▽
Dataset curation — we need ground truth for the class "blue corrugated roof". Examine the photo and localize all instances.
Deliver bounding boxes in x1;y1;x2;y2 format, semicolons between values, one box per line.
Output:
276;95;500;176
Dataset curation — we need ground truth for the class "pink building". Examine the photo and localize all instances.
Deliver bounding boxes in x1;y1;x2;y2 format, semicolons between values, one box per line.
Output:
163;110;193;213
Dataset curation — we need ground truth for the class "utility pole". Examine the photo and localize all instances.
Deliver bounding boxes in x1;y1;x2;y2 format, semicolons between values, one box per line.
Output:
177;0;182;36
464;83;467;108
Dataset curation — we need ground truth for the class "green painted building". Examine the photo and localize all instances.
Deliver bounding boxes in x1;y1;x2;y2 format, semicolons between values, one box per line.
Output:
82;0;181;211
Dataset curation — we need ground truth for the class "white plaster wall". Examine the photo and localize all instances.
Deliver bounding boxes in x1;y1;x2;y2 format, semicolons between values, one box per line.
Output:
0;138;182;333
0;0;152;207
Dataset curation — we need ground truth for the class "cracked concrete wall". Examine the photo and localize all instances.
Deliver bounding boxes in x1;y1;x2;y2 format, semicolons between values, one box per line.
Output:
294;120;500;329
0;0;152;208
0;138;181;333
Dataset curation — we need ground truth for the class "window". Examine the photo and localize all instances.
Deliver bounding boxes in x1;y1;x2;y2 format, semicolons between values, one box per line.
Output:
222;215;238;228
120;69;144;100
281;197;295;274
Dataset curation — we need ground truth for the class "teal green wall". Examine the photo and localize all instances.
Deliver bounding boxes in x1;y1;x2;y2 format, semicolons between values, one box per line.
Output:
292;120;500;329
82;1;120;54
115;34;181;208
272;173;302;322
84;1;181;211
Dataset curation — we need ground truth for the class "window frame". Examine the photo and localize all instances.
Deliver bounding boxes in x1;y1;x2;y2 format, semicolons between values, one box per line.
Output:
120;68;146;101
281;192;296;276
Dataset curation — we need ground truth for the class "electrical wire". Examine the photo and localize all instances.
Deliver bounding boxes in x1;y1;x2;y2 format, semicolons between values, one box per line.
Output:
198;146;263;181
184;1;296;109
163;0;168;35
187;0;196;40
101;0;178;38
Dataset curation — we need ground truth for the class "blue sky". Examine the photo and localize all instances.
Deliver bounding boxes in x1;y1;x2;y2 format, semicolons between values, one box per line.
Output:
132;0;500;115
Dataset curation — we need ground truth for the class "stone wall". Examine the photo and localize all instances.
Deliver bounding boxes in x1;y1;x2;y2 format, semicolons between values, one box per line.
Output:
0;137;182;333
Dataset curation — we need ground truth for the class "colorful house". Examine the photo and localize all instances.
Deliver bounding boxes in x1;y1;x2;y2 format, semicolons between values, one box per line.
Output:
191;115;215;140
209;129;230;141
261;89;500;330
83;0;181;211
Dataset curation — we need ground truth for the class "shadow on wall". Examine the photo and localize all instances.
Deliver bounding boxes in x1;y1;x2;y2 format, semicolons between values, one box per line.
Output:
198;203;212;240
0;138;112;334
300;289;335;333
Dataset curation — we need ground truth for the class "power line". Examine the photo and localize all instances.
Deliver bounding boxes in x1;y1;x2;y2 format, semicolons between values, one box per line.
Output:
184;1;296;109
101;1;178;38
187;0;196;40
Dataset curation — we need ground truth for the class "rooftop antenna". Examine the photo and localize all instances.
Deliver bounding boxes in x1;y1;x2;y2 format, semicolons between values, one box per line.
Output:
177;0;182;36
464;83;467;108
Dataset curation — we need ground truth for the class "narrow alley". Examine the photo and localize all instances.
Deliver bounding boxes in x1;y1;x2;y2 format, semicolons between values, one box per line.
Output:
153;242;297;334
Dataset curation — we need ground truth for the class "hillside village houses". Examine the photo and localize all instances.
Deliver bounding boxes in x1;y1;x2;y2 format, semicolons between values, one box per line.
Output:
△
• [Trabajo por hacer]
Presenta como lista numerada todas las líneas de los ítems de arriba y omite las líneas en blanco.

• [Tarea resuelta]
1. Dataset curation — we need ground truth for the class "blue corrugated roof". Examine the photo and localize all instances.
2. Deliver bounding boxes in x1;y1;x2;y2 format, semicolons between values, one box per line.
3. Output:
4. 276;95;500;176
5. Dataset curation — we need ground truth for the class "pink building". Examine the photo and localize all instances.
6. Deliver bounding boxes in x1;y1;x2;y2 format, semicolons between values, one box per line.
7. Output:
8. 163;110;193;213
9. Dataset curation — we need ground truth for the class "utility pole". Examine the photo and localize all instances.
10. Deliver bounding boxes in x1;y1;x2;y2 format, semicolons between values, one box per line.
11. Output:
12. 177;0;182;36
13. 464;83;467;108
14. Dataset curation — we need ground truth for the class "green painted building". Examine the photo and localize all instances.
15. Deliver bounding boxes in x1;y1;x2;y2 format, semicolons between values, one box per line.
16. Output:
17. 82;0;181;211
18. Dataset curation — we need ground truth for the class "white plaster wall". Examine the photo and localize all instances.
19. Deliver bounding boxes in x1;y1;x2;y2 format, semicolons between values, one box per line.
20. Output:
21. 0;138;182;333
22. 0;0;152;207
23. Dataset curation — we need ground truth for the class "cracked concrete wall". Examine the photo and localize all instances.
24. Deliver bounding boxes in x1;y1;x2;y2 format, semicolons between values, one box per line.
25. Output:
26. 294;120;500;329
27. 0;0;152;208
28. 0;138;181;333
29. Dataset curation — we need ground truth for the class "window". Examine the photo and localize all instances.
30. Deliver bounding boxes in x1;y1;x2;y2 format, semicolons between values, one box per line.
31. Output:
32. 222;215;238;228
33. 120;69;144;100
34. 281;197;295;274
35. Dataset curation — we need ground truth for the class "teal green wall". Examine the photo and localize all instances.
36. Deliver bounding boxes in x1;y1;x2;y2 format, semicolons between values, one box per line.
37. Output:
38. 292;120;500;329
39. 82;1;120;54
40. 115;34;181;208
41. 272;173;302;322
42. 84;1;181;211
43. Dataset curation — we need ground truth for the class "window frame". Examine the photo and localize all instances.
44. Deliver bounding boxes in x1;y1;x2;y2 format, semicolons between values, one box per line.
45. Output:
46. 120;68;146;101
47. 281;192;296;276
48. Dataset curation — we need ground truth for the class "electrical wire". Examine the photo and localize all instances.
49. Deliver bounding boxes in x1;y1;x2;y2 format, semicolons between values, one box per line.
50. Output:
51. 198;146;263;181
52. 184;1;296;109
53. 163;0;168;35
54. 187;0;196;40
55. 101;0;178;38
56. Dataset curation — we need ground truth for the class "blue sky". Examine the photo and localize all instances.
57. Deliver bounding boxes in x1;y1;x2;y2 format, semicolons between values, one box per line.
58. Output:
59. 132;0;500;115
60. Dataset curation — we need ground truth for the class "stone wall". Examine the photo and localize all instances.
61. Deliver bounding boxes in x1;y1;x2;y2 format, semicolons between values, one box per line.
62. Output:
63. 0;137;182;333
64. Dataset curation — we need ground truth for the class "colorful house". Examine the photo and localize all instances.
65. Deliver bounding boxes in x1;y1;x2;y2 format, semicolons between values, one box per line.
66. Output:
67. 191;115;215;140
68. 209;129;230;141
69. 261;89;500;330
70. 83;0;181;211
71. Dataset curation — we need ground truth for the class "shadow on wall". Examine the photo and localize all instances.
72. Deliver bounding boxes in x1;y1;x2;y2 format, semicolons between values, one box per line.
73. Output:
74. 198;203;212;240
75. 0;138;112;334
76. 300;289;335;333
77. Dataset curation — we need ground truth for the class "power line". Examine the photo and localize all instances.
78. Deliver bounding boxes in x1;y1;x2;y2 format, semicolons between values, one box per line.
79. Output:
80. 184;1;296;109
81. 101;1;178;38
82. 187;0;196;40
83. Dataset curation — we need ground truth for the class "rooftop antenna". Examine the photo and localize all instances.
84. Deliver bounding boxes in x1;y1;x2;y2 format, semicolons between values, one box per line.
85. Output:
86. 177;0;182;36
87. 464;83;467;108
88. Dataset curation — we need ground truth for the class "narrow alley". Examine the photo and localize all instances.
89. Deliver bounding boxes in x1;y1;x2;y2 format, semicolons between values, one box per line.
90. Output:
91. 153;242;297;334
92. Dataset curation — we need ground truth for the class "hillside village houses". Examine the photo and localize all instances.
93. Deliver bounding boxes in x1;y1;x2;y2 format, semicolons between values, one box per line.
94. Output:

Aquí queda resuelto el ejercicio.